David Christian, the main exponent of “Big History”, can tell an “origin story” of the Universe with mere eight thresholds based on a single criterion. This criterion comes from Physics, not History: it is called complexity.
According to the second law of thermodynamics, the universe tends to increase its entropy — the degree of disorder of a system — until everything turns into an absolute chaos of particles and shapeless energy. That’s where the relevance of complexity lies: in theory, the level of structuring in the universe — its order — should decrease until all structures dissolve away. But we see it increase instead! The problem is that order demands energy and entails fragility. Just think about how we order the environment and observe its consequences, and you will understand what it means to go against entropy.
The eight thresholds of increasing complexity are:
- Big Bang: the origin of something out of nothing;
- Stars: giant clusters of particles form out of chaos and produce their own energy;
- New chemical elements: stars manufacture all the elements of the periodic table inside them, and when they die as supernova, they disperse them throughout the universe;
- Planets and solar systems: molecules formed by the new atoms unite to form moons, planets and solar systems;
- Life: certain planets like Earth provide the right conditions for molecules to become living cells;
- Man: cells evolve to generate ever more complex multicelular organisms until the human being arises and with it the capacity for collective learning;
- Agriculture: new technologies allow surplus production that will generate a cascade of innovations in the direction of increasingly advanced civilizations;
- Industrial Revolution: the revolution that begins with the burning of fossil fuels generates such an acceleration that man starts to completely dominate the planet.
Simplifying 13.8 billion years into just eight thresholds leaves out much more than it puts in. Yet the possibility of having a “little story of our great history” in the palm of our hand, which we can tell our children in the peace of our homes, is far more important than it seems at first glance: perhaps this origin story is the only thing we all have in common.
David Christian and his peers are fascinated by the idea of a modern origin story that shows where we came from and who we are, and help us to understand where we are going. They argue that origin stories have been used for millennia to keep alive the cultural heritages of peoples, perhaps even of the human species itself since dwelling in caves.
Today, paradoxically, when we have so much information about our past and our universe, we are so focused on the here and now that we hardly know the history of our parents, let alone that of our race or our planet. It is no wonder that when we are alone, without typing in social networks or semi-entertained in trivial conversations, silence displeases us – it makes us seek something within ourselves, and we realize that there is almost nothing there.

DATA SHOWN:

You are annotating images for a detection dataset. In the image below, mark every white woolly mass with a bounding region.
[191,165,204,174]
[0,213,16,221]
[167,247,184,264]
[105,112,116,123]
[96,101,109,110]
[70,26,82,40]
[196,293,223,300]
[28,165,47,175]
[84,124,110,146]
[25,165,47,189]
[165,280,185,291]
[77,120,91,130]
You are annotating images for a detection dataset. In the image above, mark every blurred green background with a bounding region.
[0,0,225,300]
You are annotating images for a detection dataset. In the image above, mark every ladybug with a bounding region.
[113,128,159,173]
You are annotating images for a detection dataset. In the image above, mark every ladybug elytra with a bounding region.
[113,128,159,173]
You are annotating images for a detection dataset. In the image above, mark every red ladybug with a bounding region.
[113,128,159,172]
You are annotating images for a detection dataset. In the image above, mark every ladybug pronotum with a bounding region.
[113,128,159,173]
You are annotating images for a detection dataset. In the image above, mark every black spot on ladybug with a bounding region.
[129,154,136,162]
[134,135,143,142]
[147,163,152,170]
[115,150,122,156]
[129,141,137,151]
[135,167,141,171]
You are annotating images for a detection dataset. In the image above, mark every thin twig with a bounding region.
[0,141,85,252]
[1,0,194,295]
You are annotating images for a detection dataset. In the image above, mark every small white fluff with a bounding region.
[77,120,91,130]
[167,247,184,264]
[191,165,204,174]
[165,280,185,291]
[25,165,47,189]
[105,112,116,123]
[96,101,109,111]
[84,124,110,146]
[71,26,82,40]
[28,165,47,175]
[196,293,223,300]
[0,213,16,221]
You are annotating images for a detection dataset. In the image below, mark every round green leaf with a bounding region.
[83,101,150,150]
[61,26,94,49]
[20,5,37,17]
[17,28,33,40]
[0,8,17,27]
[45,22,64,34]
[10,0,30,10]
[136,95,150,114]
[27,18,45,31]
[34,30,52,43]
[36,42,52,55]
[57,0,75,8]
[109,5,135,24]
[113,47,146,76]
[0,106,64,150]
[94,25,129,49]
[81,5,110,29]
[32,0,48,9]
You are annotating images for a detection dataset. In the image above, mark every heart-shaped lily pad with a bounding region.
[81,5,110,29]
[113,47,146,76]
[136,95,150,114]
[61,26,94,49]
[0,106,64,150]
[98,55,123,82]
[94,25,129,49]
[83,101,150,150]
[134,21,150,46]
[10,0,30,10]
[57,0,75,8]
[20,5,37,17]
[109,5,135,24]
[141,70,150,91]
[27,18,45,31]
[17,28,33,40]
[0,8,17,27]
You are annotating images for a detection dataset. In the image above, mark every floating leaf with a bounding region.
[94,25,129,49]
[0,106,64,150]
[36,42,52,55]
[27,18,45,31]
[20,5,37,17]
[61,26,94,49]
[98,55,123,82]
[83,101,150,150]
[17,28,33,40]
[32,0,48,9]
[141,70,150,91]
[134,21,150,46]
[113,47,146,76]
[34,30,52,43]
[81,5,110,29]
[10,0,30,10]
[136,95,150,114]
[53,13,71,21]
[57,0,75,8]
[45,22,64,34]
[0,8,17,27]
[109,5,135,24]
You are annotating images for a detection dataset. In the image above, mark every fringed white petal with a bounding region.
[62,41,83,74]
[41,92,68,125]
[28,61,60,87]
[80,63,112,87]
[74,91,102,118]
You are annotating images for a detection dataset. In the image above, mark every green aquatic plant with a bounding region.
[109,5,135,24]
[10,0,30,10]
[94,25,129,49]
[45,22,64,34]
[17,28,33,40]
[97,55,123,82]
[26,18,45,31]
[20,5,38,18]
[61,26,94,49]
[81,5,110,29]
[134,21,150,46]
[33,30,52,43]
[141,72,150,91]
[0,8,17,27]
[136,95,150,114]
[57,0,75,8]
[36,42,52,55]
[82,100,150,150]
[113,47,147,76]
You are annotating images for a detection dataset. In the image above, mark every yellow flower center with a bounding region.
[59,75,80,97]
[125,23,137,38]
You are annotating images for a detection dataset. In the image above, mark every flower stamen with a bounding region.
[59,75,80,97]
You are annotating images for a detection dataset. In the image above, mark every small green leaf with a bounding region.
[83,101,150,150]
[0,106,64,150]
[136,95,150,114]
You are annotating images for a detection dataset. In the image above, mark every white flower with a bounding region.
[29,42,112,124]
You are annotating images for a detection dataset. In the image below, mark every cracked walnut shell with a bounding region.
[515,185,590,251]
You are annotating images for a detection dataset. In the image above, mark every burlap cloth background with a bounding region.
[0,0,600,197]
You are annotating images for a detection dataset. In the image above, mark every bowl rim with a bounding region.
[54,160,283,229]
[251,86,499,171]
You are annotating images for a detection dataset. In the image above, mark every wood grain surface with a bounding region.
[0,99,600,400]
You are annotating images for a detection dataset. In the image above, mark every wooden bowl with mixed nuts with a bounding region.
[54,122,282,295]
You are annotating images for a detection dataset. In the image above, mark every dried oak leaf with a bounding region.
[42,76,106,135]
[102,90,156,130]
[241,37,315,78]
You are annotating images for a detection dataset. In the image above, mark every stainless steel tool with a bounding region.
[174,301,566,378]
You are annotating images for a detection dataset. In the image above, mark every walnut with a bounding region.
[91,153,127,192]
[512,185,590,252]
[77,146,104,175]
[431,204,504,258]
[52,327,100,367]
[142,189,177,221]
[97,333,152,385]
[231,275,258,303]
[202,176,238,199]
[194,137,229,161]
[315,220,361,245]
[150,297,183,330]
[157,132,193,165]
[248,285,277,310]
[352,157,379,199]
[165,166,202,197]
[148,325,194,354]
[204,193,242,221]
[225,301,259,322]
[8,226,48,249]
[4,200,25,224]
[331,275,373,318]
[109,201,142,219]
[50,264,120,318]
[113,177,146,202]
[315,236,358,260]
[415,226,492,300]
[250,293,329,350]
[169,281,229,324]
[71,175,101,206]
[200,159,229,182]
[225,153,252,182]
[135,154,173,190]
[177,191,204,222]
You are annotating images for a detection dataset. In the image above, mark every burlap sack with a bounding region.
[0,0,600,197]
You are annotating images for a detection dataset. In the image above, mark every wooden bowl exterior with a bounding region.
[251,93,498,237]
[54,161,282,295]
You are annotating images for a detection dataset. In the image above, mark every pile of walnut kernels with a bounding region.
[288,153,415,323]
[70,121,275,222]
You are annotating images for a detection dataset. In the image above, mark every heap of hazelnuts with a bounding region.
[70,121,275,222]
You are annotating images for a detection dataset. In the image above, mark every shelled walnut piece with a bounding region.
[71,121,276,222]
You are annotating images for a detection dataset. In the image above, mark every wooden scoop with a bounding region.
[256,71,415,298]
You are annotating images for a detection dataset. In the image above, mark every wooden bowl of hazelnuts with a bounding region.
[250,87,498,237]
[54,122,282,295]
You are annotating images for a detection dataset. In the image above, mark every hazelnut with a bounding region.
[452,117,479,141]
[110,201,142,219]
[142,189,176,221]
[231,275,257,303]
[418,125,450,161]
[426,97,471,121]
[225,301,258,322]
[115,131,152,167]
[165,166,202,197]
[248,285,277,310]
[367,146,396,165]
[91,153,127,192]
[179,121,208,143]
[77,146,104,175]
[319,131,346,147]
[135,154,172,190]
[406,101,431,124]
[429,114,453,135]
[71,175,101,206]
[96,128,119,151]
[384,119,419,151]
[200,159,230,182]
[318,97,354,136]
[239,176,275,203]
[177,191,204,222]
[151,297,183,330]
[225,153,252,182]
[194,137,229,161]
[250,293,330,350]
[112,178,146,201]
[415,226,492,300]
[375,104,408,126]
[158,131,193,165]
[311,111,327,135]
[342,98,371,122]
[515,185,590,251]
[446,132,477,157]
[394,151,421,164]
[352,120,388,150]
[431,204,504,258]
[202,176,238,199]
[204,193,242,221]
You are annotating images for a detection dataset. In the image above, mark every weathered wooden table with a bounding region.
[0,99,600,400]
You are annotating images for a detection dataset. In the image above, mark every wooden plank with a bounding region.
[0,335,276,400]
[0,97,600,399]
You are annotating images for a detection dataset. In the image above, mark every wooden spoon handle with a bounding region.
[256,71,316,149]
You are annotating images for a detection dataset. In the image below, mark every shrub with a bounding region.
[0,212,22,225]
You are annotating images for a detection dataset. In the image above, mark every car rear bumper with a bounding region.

WHAT THE EXERCISE ASKS: List the eight thresholds of increasing complexity named in the Big History text above.

ANSWER TO THE EXERCISE:
- Big Bang
- Stars
- New chemical elements
- Planets and solar systems
- Life
- Man
- Agriculture
- Industrial Revolution